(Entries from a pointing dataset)

+-------+

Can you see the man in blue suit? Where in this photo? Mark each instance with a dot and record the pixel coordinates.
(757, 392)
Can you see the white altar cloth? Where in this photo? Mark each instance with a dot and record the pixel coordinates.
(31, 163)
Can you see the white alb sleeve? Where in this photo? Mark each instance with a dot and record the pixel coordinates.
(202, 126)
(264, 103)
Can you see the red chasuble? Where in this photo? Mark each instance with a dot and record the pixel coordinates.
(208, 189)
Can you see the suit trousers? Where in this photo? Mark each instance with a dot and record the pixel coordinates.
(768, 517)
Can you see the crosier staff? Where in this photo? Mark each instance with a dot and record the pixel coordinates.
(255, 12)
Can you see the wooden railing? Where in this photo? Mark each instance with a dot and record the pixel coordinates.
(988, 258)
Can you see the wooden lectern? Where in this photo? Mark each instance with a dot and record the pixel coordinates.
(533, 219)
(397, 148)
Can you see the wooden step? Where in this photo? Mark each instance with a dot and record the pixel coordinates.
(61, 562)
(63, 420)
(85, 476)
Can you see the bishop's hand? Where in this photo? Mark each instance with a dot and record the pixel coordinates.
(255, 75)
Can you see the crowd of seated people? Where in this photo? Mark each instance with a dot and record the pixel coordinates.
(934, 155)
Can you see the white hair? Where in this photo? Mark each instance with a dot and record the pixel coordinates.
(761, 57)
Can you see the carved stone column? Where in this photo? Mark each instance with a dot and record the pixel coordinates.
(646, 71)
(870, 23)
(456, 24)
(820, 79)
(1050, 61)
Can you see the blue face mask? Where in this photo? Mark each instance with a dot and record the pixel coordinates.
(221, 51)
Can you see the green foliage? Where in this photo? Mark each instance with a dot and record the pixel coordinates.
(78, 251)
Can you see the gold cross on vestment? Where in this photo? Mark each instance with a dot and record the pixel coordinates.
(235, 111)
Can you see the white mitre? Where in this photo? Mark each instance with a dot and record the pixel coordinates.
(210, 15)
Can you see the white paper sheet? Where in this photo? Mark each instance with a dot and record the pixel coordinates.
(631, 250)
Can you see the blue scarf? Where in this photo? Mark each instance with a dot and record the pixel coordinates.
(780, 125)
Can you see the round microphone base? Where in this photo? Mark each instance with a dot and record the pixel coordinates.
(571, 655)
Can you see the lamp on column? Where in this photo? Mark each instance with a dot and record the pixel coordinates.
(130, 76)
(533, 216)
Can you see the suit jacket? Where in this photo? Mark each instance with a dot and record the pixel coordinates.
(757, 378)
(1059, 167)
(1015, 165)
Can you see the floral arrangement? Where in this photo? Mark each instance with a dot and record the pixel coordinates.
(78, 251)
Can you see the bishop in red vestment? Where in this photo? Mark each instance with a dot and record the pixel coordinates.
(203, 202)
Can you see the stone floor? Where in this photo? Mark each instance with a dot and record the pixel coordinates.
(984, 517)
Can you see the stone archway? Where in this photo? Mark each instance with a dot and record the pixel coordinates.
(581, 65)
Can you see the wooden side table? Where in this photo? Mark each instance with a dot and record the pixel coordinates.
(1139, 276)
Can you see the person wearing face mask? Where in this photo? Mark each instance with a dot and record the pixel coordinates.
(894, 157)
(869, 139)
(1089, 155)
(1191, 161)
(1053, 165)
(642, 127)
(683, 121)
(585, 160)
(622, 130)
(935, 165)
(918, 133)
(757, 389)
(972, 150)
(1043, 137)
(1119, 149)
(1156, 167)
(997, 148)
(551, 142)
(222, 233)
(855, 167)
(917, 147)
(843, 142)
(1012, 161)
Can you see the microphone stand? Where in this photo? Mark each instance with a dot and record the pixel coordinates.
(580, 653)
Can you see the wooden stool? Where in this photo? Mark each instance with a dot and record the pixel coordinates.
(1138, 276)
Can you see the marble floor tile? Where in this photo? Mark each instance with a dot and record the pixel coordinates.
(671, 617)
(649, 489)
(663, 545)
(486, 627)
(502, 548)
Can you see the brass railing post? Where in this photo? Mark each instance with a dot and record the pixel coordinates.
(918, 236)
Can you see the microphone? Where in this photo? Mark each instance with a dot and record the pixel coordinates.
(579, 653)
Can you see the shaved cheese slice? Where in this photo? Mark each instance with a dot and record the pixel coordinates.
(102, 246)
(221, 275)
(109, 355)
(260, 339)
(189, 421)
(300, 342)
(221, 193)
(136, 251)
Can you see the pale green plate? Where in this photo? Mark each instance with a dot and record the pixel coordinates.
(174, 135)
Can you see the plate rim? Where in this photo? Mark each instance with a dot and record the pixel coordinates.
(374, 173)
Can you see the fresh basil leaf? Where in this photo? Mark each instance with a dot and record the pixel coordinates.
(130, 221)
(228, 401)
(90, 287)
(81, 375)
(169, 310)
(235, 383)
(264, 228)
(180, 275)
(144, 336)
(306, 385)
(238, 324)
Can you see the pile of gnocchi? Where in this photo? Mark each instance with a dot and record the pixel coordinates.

+-------+

**WHAT TO DO**
Extract every line above exactly as it stands.

**REPLY TO THE TASK**
Can you see the man in blue suit? Where in this photo? Mark each instance with a dot and record the pixel coordinates.
(757, 392)
Can you see the white altar cloth? Where in this photo? Mark each instance with a dot and record the pixel coordinates.
(31, 163)
Can you see the white alb sleeve? Where in this photo? Mark each instance with a dot and record the pixel coordinates.
(202, 126)
(264, 103)
Can you see the red chasuble? Where in this photo? Mark each instance with a dot and record the pixel coordinates.
(208, 189)
Can you see the suit trousers? Where in this photo? Mark each instance with a dot and record the pixel coordinates.
(768, 517)
Can you see the crosier staff? Where in this photo? Mark each instance with a dot and record the pixel coordinates.
(255, 12)
Can you see the wooden railing? Where in this photo? Mark each instance with a dot and record the pixel coordinates.
(988, 258)
Can you see the wooden lectern? Where in this photo? Mark each instance with a dot and record the pixel coordinates.
(533, 219)
(397, 148)
Can you see the wooden step? Where in this photo? Mark each instance with a dot and record the pixel coordinates.
(61, 562)
(63, 420)
(85, 476)
Can you see the bishop's hand? Where in this photo? Mark each instance with a dot and record the pixel coordinates.
(255, 75)
Can you see the crowd of seated people? Where in this photo? Mark each instance with a dot and record the pixel coordinates.
(934, 155)
Can you see the white hair? Where in this photo? Mark each instance with a dot and record the pixel coordinates.
(761, 57)
Can you see the carved stone column? Where in this photo? Mark each instance with a dot and record the pixel coordinates.
(646, 71)
(870, 23)
(456, 24)
(820, 79)
(1050, 61)
Can you see the blue face mask? Where in this photo? Mark each instance with a dot and record the pixel coordinates.
(221, 51)
Can you see the green foliage? Where in this photo? Mark each instance with a dot and record the pixel coordinates.
(78, 251)
Can you see the gold cross on vestment? Where in this photo? Mark each instance with a dot and record the pixel coordinates.
(235, 111)
Can you see the white mitre? Where in this photo? Mark each instance with a dot and record the pixel coordinates.
(210, 15)
Can you see the white paper sheet? Where in this photo? Mark each instance with a dot and record the pixel coordinates.
(631, 250)
Can you see the blue scarf? Where in this photo? Mark each instance with a dot and record the pixel coordinates.
(780, 125)
Can you see the round microphone base? Where in this photo? Mark each instance with a dot and record the pixel coordinates.
(571, 655)
Can you see the lamp on column? Where in this photo? Mark each instance with a dot and record the pixel coordinates.
(130, 76)
(533, 216)
Can you see the suit jacket? Where in this photo? Mark each instance with a dot and record the pixel coordinates.
(757, 378)
(1059, 167)
(1015, 165)
Can you see the floral arrangement? Where in this photo? Mark each instance with a dot and record the pixel coordinates.
(78, 251)
Can you see the bishop in red vestment? Where in this photo? Mark each instance with a dot and record the pixel coordinates.
(203, 202)
Can you see the stone floor? Where in this photo? Mark each instance with a dot and record the pixel coordinates.
(984, 517)
Can you see the stone archway? Where in this photo? Mark each instance with a dot and record the pixel coordinates.
(581, 65)
Can you see the wooden side table? Where in this photo? Mark each instance with a dot and record the pixel coordinates.
(1139, 276)
Can you see the person wearing face mask? Where in this photo? Mark each instance with a dot and record the pixel coordinates.
(894, 157)
(869, 139)
(1089, 155)
(1191, 161)
(1053, 165)
(642, 127)
(683, 121)
(585, 160)
(622, 130)
(935, 165)
(918, 133)
(757, 389)
(972, 150)
(1043, 137)
(1119, 149)
(1156, 167)
(997, 148)
(551, 142)
(222, 233)
(855, 167)
(917, 147)
(843, 142)
(1012, 161)
Can you see the microphone stand? Where in this photo? Mark each instance with a dot and record the pixel coordinates.
(580, 653)
Can you see the wooden stool? Where in this photo? Mark each instance with a dot and record the pixel coordinates.
(1138, 276)
Can you see the marble floor tile? Where in this photo? Mark each instance with a dot and record the pixel coordinates.
(671, 617)
(649, 489)
(663, 545)
(486, 627)
(502, 548)
Can you see the brass railing post? Where in this photo? Mark each instance with a dot and record the pixel coordinates.
(918, 236)
Can you see the microphone? Where in this photo? Mark each instance with a dot and record the pixel coordinates.
(579, 653)
Can you see the shaved cheese slice? Where in this photo? Mark each instance with a dot and record the pixel coordinates.
(102, 246)
(221, 275)
(109, 355)
(260, 339)
(189, 421)
(300, 342)
(221, 193)
(136, 251)
Can you see the pale green plate? Where in this photo? Mark each instance with a dot and record the pixel coordinates.
(174, 135)
Can you see the plate rim? Where in this photo? Mark each instance with a dot and record the pixel coordinates.
(374, 173)
Can you see the fresh basil leaf? Where in this photo? Mark each instance with a dot and record the pixel coordinates.
(130, 221)
(228, 401)
(90, 287)
(81, 375)
(169, 310)
(235, 383)
(264, 228)
(180, 275)
(144, 336)
(306, 385)
(238, 324)
Can you see the pile of gnocchi? Where in this photo? Mark each instance with a dot and record the pixel coordinates.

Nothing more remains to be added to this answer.